(Data listing)
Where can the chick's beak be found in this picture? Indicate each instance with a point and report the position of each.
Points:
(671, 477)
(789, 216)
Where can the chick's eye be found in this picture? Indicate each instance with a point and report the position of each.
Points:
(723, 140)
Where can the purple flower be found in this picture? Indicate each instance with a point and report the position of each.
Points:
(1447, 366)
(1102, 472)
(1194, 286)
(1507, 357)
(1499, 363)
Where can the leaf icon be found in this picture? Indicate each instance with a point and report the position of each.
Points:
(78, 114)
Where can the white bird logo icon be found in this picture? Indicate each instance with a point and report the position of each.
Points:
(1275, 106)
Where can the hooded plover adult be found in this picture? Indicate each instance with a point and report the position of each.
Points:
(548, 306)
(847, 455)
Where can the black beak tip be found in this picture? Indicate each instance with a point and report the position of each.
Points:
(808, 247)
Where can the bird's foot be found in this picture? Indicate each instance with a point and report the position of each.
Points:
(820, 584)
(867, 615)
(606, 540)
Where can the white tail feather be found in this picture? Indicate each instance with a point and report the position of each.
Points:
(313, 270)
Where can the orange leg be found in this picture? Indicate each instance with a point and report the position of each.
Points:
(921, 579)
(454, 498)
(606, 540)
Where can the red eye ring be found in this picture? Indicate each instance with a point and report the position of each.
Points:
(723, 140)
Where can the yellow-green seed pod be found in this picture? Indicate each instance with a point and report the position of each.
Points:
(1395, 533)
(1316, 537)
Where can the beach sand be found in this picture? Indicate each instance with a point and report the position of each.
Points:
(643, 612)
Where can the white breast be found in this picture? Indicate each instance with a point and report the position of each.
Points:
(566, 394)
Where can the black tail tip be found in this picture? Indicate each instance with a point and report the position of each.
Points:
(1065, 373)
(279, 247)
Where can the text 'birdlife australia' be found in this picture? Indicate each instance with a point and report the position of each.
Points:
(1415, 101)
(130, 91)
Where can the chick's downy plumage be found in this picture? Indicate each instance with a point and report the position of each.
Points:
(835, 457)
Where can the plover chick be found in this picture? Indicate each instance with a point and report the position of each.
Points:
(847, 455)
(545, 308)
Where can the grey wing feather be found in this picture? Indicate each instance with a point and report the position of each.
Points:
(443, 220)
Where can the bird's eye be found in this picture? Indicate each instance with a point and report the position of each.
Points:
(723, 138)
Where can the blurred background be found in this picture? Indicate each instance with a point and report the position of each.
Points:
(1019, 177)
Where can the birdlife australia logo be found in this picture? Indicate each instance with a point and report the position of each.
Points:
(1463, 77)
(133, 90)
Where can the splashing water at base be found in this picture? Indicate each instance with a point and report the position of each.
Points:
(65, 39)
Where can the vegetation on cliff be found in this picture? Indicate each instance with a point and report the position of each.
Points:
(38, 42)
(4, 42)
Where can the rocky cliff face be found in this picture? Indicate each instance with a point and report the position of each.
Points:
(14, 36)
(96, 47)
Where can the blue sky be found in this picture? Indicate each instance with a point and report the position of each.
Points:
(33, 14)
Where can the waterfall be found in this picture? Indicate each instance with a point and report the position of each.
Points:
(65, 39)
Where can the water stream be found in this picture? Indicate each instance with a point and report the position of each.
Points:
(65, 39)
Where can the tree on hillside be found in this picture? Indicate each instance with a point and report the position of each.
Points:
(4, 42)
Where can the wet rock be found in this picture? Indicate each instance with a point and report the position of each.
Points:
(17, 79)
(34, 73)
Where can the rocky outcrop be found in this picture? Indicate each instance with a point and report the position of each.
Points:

▶ _BRIEF_: Number every line of the rows above as a list, omitting any blank lines.

▶ _TASK RESPONSE_:
1. Where can the chick's beak be found in this picture? Indicate each instance with a point and report the position of each.
2. Points:
3. (671, 477)
4. (789, 216)
5. Where can the chick's eye be found in this picture? Indicate each instance with a point and report the position of each.
6. Points:
7. (723, 140)
8. Where can the purple flower be found in this picture? Indicate each instance with a point and report the position of each.
9. Points:
10. (1447, 366)
11. (1102, 472)
12. (1194, 286)
13. (1507, 357)
14. (1499, 363)
15. Where can the leaf icon be found in this picture? Indicate each instance with a point and report the position of each.
16. Points:
17. (78, 114)
18. Where can the white bird logo icon be found in this picture? Indicate each instance with a point and report the position of each.
19. Points:
20. (1275, 106)
21. Where can the hooded plover adult be found in this picture? Indicate each instance with a point and report the position of each.
22. Points:
23. (548, 306)
24. (847, 455)
25. Where can the black beak tip be found in this picture? Indicate each instance with a point and report the position of each.
26. Points:
27. (808, 247)
28. Where can the bird's foot be found in this picture? Indicate each instance with a point and report the position of each.
29. Points:
30. (820, 584)
31. (867, 615)
32. (606, 540)
33. Where can the white tail feather be found in this picture? Indicate each instance with a point and report the position of each.
34. Points:
35. (313, 270)
36. Where can the orange leg be found in this picture? Indicate each instance with a point and report the position of each.
37. Points:
38. (921, 579)
39. (454, 498)
40. (606, 540)
41. Where can the red eye ring be found in this picture? Indicate each instance with a point and report the position of each.
42. Points:
43. (723, 140)
44. Where can the yellow-green seed pod be found in this picture? Indicate each instance with a point and report the position of each.
45. Points:
46. (1395, 533)
47. (1316, 537)
48. Where can the beach sand be found in this picture? Indicate each instance with a point and report the position of each.
49. Points:
50. (643, 612)
51. Where can the white breast be found in this picture? Indicate each instance with a point and report the position of each.
52. Points:
53. (566, 394)
54. Where can the black tail tip be found in this picture? Indicate each instance with a point and report the position of each.
55. Points:
56. (1065, 373)
57. (279, 247)
58. Where can the text 'birdlife australia' be found in this picture? Indicate each instance with a point and report the position of each.
59. Points:
60. (1415, 101)
61. (130, 91)
62. Where can the chick's downy plumage be found in this picture? Indicate each instance with a point and report the position of each.
63. Points:
64. (835, 457)
65. Where can the plover chick be found in this picture? Indicate each instance with a point and report the position of each.
66. Points:
67. (847, 455)
68. (545, 308)
69. Where can the grey wing feather be found in this picture? Indicate each instance with a point and report the position of each.
70. Points:
71. (443, 220)
72. Where can the bird's eye be found in this picture? Indicate each instance with a point and report the position of each.
73. Points:
74. (723, 138)
75. Where can the blurred background be found in this picture? Indicate each instance with a point and report the position of each.
76. Points:
77. (1019, 177)
78. Where can the birdlife australia logo be found in this picture? Indicate each instance with a point and report the position of each.
79. Points:
80. (1463, 77)
81. (133, 90)
82. Where can the splashing water at base be found in this picture? Indicate each instance with a point and report the position of each.
83. Points:
84. (65, 39)
85. Where can the vegetation on cliff be found in this picture? Indicate each instance with a point and report the position of each.
86. Points:
87. (38, 42)
88. (4, 42)
89. Where can the rocky cliff face be found in this picture? Indicate each instance with a point and report the position of each.
90. Points:
91. (14, 36)
92. (96, 47)
93. Where can the blue sky be found in this picture? Indicate each instance with a point and report the position of each.
94. Points:
95. (33, 14)
96. Where can the waterfall be found in this picture? Indicate each instance with a point and report the position of each.
97. Points:
98. (65, 39)
99. Where can the water stream be found in this picture? Indicate each instance with a point and report the position of each.
100. Points:
101. (65, 39)
102. Where can the tree on hillside be found in this picture? Indicate each instance with a point and report the position of each.
103. Points:
104. (4, 42)
105. Where can the wet rock be found in this picture? Indicate each instance with a point and report the position of each.
106. Points:
107. (17, 79)
108. (34, 73)
109. Where can the rocky outcrop be found in this picture? Indicate each instance with a point and report the position of each.
110. Points:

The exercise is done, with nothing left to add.